**EXERCISE DETAILS:** Give back exactly the lines of the entries below from the line with "Query: white chimney" to the line with "Query: reflection of trees in water", inclusive, and only those.

**EXTRACTED MATERIAL:**
- Opening Delimiter -
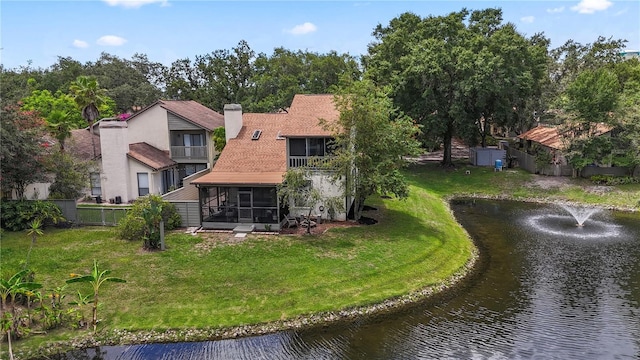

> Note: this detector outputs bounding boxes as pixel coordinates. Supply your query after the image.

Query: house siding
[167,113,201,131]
- Closing Delimiter -
- Opening Delimiter -
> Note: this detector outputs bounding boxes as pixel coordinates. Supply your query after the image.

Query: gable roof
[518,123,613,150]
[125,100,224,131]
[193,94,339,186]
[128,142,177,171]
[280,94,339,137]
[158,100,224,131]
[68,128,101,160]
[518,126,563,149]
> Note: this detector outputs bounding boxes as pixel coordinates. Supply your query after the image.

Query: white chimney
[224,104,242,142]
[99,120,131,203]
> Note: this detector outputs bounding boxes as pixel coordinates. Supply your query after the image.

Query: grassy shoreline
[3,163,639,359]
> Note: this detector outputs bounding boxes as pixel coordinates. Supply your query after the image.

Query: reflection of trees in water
- Closing Delimiter -
**REPLY TO THE EXERCISE:**
Query: white chimney
[224,104,242,142]
[99,120,131,203]
> Note: this detector outputs bounding boxes as pixel coordinates. Supply your query after the image.

Query: grassy shoreline
[3,163,639,359]
> Note: this detector outputs bounding boxes as pixel coordinates. Supply your query after the image.

Query: reflection of trees in water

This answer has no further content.